Retype the Musify feature engineering text below, from "members = pd.read_csv(folder" up to and including "package langid: https://pypi.python.org/pypi/langid)".

### TEXT SEGMENT
***

# Feature Engineered Data - Musify, A Music Recommendation System

### W207 Applied Machine Learning

#### Dhruvi Kothari, Sandeep Kataria, Phillip Ng

In [1]:
import numpy as np
import pandas as pd
import random
import os
import math as mt
import csv
from langid.langid import LanguageIdentifier, model
from sklearn.preprocessing import LabelEncoder

from sklearn.pipeline import Pipeline
from sklearn import preprocessing

import warnings
warnings.filterwarnings("ignore")

In [2]:
# Data Load

folder = "../data/"
train = pd.read_csv(folder + 'train.csv')
test = pd.read_csv(folder + 'test.csv')
songs = pd.read_csv(folder + 'songs.csv')
#song_extra = pd.read_csv(folder + 'song_extra_info.csv')
members = pd.read_csv(folder + 'members.csv',parse_dates=['registration_init_time','expiration_date'])

## Songs Extra Info Feature Extraction (3 new features)
    1. song_country: Country where the song originated
    2. song_year: Year when the song published
    3. song_language: Language of the song (extracted using a python package langid: https://pypi.python.org/pypi/langid)

In [3]:
# Read Songs Extra Features extracted in 'songs_extra.csv'

songs_extra = pd.read_csv(folder + 'songs_extra.csv')
songs = songs.merge(songs_extra, how = 'left', on='song_id')
songs.drop(['language'], axis = 1, inplace = True)

## Songs Features Extraction (11 new features)
    1. genre_count: Count of genre for each song, except when null
    2. artist_count: Count of artists for each song, except when null
    3. lyricist_count: Count of lyricists for each song, except when null
    4. composer_count: Count of composers for each song, except when null
    5. is_featured: Indication whether song is featuring an artist or not
    6. song_member_count: Count of times a song is played by members
    7. member_song_count: Count of songs each member listened to
    8. artist_composer: Indication whether Artist and Composer are same for each song
    9. artist_composer_lyricist: Indication whether Artist, Composer and Lyricist are same for each song

In [4]:
# Feature Extraction Functions

def isrc_to_year(item):
    if type(isrc) == str:
        if int(isrc[5:7]) > 17:
            return 1900 + int(isrc[5:7])
        else:
            return 2000 + int(isrc[5:7])
    else:
        return np.nan

def isrc_country(item):
    if type(isrc) == str:
        return isrc[0:2]
    else:
        return np.nan

def findfeat(songs):
    featured = songs['artist_name'].str.find('feat')
    featured[featured == -1] = 0
    featured[featured > 0] = 1
    return featured

def feature_count(songs, song_cols):
    df = songs.copy()
    for col in song_cols:
        if col == 'genre_ids':
            df[col+'_len'] = df[col].str.split(r'|').apply(lambda x: len(x))
        else:
            df[col+'_len'] = df[col].str.split(r'[;|/\\,+、&]+').apply(lambda x: len(x))
    return df

def artist_composer_lyricist(songs):
    df = songs.copy()
    df['artist_composer'] = (songs['artist_name'] == songs['composer']).astype(np.int8)

***

### INFORMATION SHOWN
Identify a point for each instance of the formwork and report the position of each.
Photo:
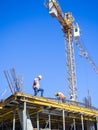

***

### RESULT OF THIS TASK
members = pd.read_csv(folder + 'members.csv',parse_dates=['registration_init_time','expiration_date'])

## Songs Extra Info Feature Extraction (3 new features)
    1. song_country: Country where the song originated
    2. song_year: Year when the song published
    3. song_language: Language of the song (extracted using a python package langid: https://pypi.python.org/pypi/langid)